#### [WHAT YOU WILL DO]
**A)** Answer these questions from the archive notes, marking each answer (i), (ii) or (iii):
(i) What were the two major texts of the 1998 intro to graduate studies course?
(ii) In which folder are Ong's Harvard Ph.D. exams and notes?
(iii) At which university is John Miles Foley's new Center for eResearch?
**B)** Write out a section of the archive notes with "podcasts" swapped for "radio broadcasts", beginning at the words "Sunday, April 10, 2005" and stopping after "worth checking out.".

+++ SUPPLIED PASSAGE +++

I also found two photographs of Gerard Manley Hopkins which have been given to Ong, in the "English, Nineteenth Century" folder, and notes from Perry Miller's course "American Religious Expressionism."

Monday, April 18, 2005

Back to the archives today after a week of vacation. I finished off the last of the correspondence files and quickly worked through the rest of the C and all of the D files. I found the E files, which include English classes Fr. Ong both took and taught, quite interesting. Some highlights:

-Ong's Harvard Ph.D. exams and notes ("English, Miscellaneous" folder).

-course material from a 1998 intro to graduate studies course titled "The Origins and Study of Literature." The two major texts were Richard Altick's The Art of Literary Research and Terry Eagleton's Literary Theory: An Introduction. Ong referred these as the "old" and "new" orientations ("English, Miscellaneous: 152-600 The Origins and Study of Literature" folder).

-notes and old exams from classes Ong took from Marshall McLuhan here at SLU. They include McLuhan's courses "Rhetoric and Interpretation" and "The Practice of Interpretation: Prose" ("English Interpretation 152-481" folder), and "Special Graduate Reading Course (Renaissance)," "Studies in English Renaissance Literature: Poetry Exclusive of Spenser," and "Studies in English Renaissance Literature: Spenser" ("English, Renaissance 152-431" folder.)

Tuesday, April 12, 2005

Notes from the Walter J. Ong Archives is now syndicated.

Sunday, April 10, 2005

One of the coolest things I heard during the Ong conference was John Miles Foley's new Center for eResearch at the University of Missouri-Columbia. Cooler still is Foley's new project The Pathways Project which "consists of a book-in-progress, Pathways of the Mind: Oral Tradition and the Internet, that will exist at the center of a suite of media including webcasts and podcasts, linked websites, streaming audio and video, blogs, bulletin boards, and an aggregator designed to capture future developments." The supporting blog, "Oral Tradition and the Internet" is up and running and is most definitely worth checking out.

+++ EXCERPTED RECORDS +++

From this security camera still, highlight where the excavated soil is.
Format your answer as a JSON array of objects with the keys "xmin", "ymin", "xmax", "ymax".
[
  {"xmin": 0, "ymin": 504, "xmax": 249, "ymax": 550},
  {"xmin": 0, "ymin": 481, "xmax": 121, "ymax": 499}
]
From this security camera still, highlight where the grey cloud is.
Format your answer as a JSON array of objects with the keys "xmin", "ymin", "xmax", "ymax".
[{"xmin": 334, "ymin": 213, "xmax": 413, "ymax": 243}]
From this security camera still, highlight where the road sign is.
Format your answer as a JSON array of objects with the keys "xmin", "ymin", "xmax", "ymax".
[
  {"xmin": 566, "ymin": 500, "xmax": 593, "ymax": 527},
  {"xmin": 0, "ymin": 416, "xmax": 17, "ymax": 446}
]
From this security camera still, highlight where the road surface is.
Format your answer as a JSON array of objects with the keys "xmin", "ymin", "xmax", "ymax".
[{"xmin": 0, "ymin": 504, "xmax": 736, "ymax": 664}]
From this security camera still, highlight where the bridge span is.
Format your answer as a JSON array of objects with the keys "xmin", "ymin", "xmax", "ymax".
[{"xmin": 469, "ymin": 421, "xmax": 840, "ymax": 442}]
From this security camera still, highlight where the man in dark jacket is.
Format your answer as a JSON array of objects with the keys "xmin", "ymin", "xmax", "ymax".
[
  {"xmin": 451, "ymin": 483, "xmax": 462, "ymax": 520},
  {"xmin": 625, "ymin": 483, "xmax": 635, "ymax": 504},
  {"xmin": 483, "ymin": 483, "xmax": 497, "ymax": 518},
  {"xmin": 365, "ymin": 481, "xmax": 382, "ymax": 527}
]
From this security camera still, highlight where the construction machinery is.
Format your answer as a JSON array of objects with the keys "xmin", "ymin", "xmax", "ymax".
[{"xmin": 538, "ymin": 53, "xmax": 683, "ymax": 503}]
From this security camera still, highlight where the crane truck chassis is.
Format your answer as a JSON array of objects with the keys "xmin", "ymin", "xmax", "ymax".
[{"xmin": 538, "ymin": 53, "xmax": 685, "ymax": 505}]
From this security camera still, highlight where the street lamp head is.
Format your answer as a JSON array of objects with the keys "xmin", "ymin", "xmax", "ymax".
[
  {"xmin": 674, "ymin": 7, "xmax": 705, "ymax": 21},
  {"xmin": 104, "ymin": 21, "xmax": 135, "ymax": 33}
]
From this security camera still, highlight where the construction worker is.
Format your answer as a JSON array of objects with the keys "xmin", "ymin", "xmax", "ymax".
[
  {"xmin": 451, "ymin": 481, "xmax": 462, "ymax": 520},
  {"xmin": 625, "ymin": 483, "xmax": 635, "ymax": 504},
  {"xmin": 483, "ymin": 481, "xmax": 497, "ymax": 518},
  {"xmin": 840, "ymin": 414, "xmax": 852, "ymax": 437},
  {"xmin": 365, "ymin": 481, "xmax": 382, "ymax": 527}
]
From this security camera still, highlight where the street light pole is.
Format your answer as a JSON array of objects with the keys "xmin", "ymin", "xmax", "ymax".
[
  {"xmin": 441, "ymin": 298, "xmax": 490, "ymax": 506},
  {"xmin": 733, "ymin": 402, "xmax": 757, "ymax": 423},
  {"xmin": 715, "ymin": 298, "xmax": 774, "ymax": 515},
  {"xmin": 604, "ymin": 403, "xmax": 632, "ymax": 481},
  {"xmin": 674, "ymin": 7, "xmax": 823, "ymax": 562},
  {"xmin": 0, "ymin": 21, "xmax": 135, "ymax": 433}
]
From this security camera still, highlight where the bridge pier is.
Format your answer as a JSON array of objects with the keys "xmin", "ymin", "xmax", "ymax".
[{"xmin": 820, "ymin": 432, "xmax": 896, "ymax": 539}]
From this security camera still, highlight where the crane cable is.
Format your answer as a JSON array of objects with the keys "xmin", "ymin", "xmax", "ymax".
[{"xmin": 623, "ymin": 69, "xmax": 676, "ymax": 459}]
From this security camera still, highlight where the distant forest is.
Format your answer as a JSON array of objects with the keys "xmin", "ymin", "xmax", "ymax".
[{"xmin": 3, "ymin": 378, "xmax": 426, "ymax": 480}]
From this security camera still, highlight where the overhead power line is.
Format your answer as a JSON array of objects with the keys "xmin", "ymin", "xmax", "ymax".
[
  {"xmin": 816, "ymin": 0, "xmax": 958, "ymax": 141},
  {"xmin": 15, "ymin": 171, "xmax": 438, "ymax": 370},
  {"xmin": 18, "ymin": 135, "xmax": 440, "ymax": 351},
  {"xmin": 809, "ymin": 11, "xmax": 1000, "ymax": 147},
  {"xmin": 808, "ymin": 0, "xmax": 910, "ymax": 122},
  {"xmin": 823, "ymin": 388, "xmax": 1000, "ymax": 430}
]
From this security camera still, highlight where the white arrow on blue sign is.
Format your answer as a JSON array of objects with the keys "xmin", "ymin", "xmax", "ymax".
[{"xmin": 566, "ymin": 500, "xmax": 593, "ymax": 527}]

+++

#### [TASK RESULTS]
**A)**
(i) Richard Altick's The Art of Literary Research and Terry Eagleton's Literary Theory: An Introduction.
(ii) The "English, Miscellaneous" folder.
(iii) The University of Missouri-Columbia.

**B)**
Sunday, April 10, 2005

One of the coolest things I heard during the Ong conference was John Miles Foley's new Center for eResearch at the University of Missouri-Columbia. Cooler still is Foley's new project The Pathways Project which "consists of a book-in-progress, Pathways of the Mind: Oral Tradition and the Internet, that will exist at the center of a suite of media including webcasts and radio broadcasts, linked websites, streaming audio and video, blogs, bulletin boards, and an aggregator designed to capture future developments." The supporting blog, "Oral Tradition and the Internet" is up and running and is most definitely worth checking out.